Supplied data ::
<<<<

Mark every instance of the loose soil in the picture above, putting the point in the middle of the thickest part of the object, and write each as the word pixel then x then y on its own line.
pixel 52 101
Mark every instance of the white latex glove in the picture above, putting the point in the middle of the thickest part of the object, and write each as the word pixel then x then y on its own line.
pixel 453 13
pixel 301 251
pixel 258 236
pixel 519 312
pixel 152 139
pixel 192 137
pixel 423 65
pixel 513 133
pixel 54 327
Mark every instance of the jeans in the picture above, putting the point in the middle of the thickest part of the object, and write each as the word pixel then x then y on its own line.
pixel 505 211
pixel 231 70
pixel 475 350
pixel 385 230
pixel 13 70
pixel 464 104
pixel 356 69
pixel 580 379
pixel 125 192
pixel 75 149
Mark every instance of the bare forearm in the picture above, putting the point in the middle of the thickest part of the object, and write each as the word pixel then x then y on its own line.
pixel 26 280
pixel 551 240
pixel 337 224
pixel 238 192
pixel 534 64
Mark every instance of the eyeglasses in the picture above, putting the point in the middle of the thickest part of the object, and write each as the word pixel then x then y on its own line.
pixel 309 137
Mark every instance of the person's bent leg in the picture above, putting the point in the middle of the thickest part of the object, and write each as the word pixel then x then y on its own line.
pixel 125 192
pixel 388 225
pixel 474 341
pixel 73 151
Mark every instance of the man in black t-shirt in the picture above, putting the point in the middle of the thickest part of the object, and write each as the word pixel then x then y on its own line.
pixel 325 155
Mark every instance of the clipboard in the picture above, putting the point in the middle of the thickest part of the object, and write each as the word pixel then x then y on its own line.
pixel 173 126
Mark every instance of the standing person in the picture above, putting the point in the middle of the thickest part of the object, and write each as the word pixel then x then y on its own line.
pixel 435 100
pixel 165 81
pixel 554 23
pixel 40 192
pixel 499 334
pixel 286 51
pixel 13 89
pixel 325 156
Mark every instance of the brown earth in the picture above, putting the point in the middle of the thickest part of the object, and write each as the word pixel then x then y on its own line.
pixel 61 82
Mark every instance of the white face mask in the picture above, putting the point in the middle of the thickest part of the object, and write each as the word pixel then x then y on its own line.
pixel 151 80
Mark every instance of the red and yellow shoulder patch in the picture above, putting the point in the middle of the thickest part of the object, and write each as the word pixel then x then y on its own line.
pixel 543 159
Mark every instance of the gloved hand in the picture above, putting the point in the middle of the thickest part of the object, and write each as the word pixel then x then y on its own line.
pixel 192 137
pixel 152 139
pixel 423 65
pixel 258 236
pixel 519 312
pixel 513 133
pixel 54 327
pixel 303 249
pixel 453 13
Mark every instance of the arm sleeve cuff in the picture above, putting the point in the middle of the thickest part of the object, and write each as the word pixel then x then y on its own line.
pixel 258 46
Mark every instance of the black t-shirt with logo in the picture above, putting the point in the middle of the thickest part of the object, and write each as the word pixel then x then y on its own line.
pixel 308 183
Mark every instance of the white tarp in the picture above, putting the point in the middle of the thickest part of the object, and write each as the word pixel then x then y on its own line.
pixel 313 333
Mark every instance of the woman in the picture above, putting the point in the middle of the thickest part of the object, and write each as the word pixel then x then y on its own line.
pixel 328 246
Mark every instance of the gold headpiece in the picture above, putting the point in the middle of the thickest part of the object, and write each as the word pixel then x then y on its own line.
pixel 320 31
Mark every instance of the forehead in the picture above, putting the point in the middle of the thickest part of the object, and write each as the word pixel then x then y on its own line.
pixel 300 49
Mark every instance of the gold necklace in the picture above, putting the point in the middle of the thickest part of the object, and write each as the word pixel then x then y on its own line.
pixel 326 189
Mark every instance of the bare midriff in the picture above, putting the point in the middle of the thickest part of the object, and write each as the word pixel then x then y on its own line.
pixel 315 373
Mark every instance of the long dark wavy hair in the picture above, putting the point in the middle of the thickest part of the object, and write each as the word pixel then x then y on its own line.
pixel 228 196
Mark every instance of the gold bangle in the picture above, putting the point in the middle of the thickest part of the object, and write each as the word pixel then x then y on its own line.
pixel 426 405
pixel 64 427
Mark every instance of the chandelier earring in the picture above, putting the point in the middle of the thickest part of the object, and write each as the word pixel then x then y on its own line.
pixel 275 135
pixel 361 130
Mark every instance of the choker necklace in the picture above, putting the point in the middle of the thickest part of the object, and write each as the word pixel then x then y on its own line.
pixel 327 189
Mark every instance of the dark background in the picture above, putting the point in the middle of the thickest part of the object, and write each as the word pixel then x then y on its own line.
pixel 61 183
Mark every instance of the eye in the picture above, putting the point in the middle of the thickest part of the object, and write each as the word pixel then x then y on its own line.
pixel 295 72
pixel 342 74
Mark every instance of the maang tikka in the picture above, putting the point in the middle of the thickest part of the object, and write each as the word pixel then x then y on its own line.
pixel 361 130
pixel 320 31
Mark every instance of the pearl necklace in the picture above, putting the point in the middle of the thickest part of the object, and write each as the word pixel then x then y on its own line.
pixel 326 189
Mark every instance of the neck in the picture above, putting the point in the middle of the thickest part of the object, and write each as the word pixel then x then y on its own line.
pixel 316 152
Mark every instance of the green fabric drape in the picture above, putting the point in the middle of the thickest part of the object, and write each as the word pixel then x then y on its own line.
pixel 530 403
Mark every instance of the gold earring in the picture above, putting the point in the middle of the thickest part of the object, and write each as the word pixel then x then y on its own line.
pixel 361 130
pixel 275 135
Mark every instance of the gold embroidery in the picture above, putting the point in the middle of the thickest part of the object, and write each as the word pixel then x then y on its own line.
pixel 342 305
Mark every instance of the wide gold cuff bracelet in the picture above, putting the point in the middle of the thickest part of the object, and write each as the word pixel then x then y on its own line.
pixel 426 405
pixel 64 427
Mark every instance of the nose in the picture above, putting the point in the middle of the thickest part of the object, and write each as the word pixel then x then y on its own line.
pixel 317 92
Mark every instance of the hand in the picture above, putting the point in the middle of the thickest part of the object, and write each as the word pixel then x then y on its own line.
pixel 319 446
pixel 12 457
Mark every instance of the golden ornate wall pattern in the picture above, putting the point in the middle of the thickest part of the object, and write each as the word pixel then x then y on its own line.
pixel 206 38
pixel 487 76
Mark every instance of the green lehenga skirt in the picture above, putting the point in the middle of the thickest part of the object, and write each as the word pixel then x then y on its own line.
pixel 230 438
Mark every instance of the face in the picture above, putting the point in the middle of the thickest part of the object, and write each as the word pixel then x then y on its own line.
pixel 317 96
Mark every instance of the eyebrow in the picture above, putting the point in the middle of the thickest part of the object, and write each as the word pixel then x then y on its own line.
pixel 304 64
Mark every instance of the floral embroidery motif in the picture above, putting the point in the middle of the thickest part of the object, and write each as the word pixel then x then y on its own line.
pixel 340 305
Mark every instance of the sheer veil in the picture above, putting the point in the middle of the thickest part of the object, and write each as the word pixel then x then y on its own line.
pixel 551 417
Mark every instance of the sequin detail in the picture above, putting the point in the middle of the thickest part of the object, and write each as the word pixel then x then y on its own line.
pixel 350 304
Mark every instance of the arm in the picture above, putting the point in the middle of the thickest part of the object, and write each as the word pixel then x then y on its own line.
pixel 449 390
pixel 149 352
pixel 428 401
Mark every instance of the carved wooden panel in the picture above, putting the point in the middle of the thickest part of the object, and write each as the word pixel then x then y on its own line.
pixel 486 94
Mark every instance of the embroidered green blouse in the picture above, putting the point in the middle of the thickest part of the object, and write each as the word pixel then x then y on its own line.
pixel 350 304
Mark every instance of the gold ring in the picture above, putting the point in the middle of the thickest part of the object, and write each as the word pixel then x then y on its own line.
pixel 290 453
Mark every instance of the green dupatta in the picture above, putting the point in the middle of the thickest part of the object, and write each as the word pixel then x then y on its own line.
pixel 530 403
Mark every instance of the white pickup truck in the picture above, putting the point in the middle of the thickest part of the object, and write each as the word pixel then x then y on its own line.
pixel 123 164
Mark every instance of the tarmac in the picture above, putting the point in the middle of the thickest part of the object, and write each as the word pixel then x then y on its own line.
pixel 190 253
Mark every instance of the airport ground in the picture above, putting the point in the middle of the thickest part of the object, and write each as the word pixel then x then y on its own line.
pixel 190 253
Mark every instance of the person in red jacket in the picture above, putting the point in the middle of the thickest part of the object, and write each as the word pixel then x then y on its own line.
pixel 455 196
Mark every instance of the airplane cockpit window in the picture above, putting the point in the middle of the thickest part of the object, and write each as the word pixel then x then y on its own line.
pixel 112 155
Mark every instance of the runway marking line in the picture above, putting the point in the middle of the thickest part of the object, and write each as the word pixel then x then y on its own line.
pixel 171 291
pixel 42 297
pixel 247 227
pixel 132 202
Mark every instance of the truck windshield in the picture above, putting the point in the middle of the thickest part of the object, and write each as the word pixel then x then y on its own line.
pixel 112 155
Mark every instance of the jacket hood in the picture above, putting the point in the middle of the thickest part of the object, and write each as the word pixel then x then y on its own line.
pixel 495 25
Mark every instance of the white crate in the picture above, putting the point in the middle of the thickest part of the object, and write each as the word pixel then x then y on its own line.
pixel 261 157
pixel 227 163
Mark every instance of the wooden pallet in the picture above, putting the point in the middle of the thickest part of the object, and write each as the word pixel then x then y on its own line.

>>>>

What the task requires :: Render the records from the line containing "Mark every instance of the maang" up to and including the line containing "pixel 317 92" as a Markdown table with the columns Row and Line. Give each line its own numbered row and leave out any blank lines.

Complete answer ::
| Row | Line |
|---|---|
| 1 | Mark every instance of the maang tikka in the picture above, putting the point in the middle of the thickest part of the object, and write each as the word pixel then x then y on its own line. |
| 2 | pixel 361 130 |
| 3 | pixel 320 31 |
| 4 | Mark every instance of the pearl necklace in the picture above, putting the point in the middle of the thickest part of the object, and write each as the word pixel then x then y on its own line. |
| 5 | pixel 326 189 |
| 6 | Mark every instance of the neck in the picture above, putting the point in the middle of the thickest part of the object, and write each as the word pixel then x then y on its own line. |
| 7 | pixel 316 152 |
| 8 | Mark every instance of the green fabric drape in the picture above, putting the point in the middle of the thickest part of the object, and write each as the word pixel then x then y on its own line. |
| 9 | pixel 530 403 |
| 10 | Mark every instance of the gold earring in the picture above, putting the point in the middle of the thickest part of the object, and write each as the word pixel then x then y on its own line. |
| 11 | pixel 361 130 |
| 12 | pixel 275 135 |
| 13 | Mark every instance of the gold embroidery in the picture above, putting the point in the middle of the thickest part of the object, and write each as the word pixel then x then y on its own line. |
| 14 | pixel 342 305 |
| 15 | Mark every instance of the wide gold cuff bracelet in the picture above, putting the point in the middle of the thickest part of the object, and write each as the word pixel then x then y on its own line. |
| 16 | pixel 426 405 |
| 17 | pixel 64 427 |
| 18 | Mark every instance of the nose in the picture above, putting the point in the middle of the thickest part of the object, and write each as the word pixel then x then y on its own line. |
| 19 | pixel 317 92 |